Items listed in a dataset:

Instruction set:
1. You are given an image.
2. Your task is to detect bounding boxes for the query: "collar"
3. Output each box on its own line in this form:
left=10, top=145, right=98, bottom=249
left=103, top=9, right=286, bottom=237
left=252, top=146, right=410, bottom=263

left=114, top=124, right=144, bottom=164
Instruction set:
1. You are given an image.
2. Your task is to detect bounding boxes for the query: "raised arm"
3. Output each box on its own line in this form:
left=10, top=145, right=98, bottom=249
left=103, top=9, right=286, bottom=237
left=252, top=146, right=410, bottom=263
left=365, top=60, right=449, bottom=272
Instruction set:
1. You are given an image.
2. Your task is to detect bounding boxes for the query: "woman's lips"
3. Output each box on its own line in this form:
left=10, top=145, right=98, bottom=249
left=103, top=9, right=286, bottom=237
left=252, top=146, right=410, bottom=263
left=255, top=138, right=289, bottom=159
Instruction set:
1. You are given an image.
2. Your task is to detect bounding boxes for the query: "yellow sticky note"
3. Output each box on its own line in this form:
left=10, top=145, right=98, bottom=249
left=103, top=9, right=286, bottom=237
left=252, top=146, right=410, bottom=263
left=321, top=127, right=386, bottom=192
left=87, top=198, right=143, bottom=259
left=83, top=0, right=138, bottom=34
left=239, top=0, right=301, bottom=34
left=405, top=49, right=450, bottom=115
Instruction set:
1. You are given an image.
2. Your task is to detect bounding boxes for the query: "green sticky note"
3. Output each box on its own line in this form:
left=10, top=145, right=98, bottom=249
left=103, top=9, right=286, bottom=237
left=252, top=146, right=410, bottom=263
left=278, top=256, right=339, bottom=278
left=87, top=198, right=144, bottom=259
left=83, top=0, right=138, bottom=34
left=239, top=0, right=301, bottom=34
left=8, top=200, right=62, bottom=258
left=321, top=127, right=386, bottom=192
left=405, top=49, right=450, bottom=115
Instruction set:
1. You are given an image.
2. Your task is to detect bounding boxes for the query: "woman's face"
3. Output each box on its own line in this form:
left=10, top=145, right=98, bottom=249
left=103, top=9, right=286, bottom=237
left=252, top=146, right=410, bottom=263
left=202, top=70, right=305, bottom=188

What needs to be done: All records above are to be returned exactly as given.

Task output:
Instruction set:
1. You are given an image.
2. Your task is to detect bounding boxes for the query: "collar"
3. Output each box on its own line in this form:
left=10, top=145, right=98, bottom=249
left=103, top=9, right=286, bottom=237
left=252, top=146, right=410, bottom=263

left=114, top=124, right=144, bottom=164
Instruction set:
1. You are given an image.
2. Your task is to detect bounding boxes for the query: "raised arm"
3. Output each box on its own line in this form:
left=10, top=145, right=98, bottom=249
left=103, top=9, right=286, bottom=237
left=252, top=146, right=410, bottom=263
left=365, top=60, right=449, bottom=272
Instruction set:
1. You are given an image.
2. Your task is to detect bounding boxes for the query: "woman's lips"
3. Output each box on its own line in this form:
left=10, top=145, right=98, bottom=249
left=103, top=9, right=286, bottom=237
left=252, top=146, right=410, bottom=263
left=255, top=138, right=289, bottom=159
Instruction set:
1. You are given an image.
2. Your task is to detect bounding boxes for the query: "yellow sticky note"
3. Output each box on its own line in this form:
left=10, top=145, right=98, bottom=249
left=103, top=9, right=286, bottom=237
left=252, top=146, right=410, bottom=263
left=321, top=127, right=386, bottom=192
left=87, top=198, right=143, bottom=259
left=83, top=0, right=138, bottom=34
left=239, top=0, right=301, bottom=34
left=405, top=49, right=450, bottom=115
Instruction set:
1. You are given an image.
2. Your task is to detect bounding boxes for the query: "green sticky note"
3. Output each box on its own line in this form:
left=10, top=145, right=98, bottom=249
left=103, top=9, right=286, bottom=237
left=252, top=146, right=410, bottom=263
left=278, top=256, right=339, bottom=278
left=87, top=198, right=144, bottom=259
left=83, top=0, right=138, bottom=34
left=239, top=0, right=301, bottom=34
left=8, top=200, right=62, bottom=258
left=321, top=127, right=386, bottom=192
left=405, top=49, right=450, bottom=115
Instruction set:
1. You are given an image.
2. Your task is to detect bounding boxes for the query: "woman's face"
3. Output each box on its own line in this form:
left=10, top=145, right=98, bottom=249
left=103, top=9, right=286, bottom=237
left=252, top=146, right=410, bottom=263
left=202, top=70, right=305, bottom=188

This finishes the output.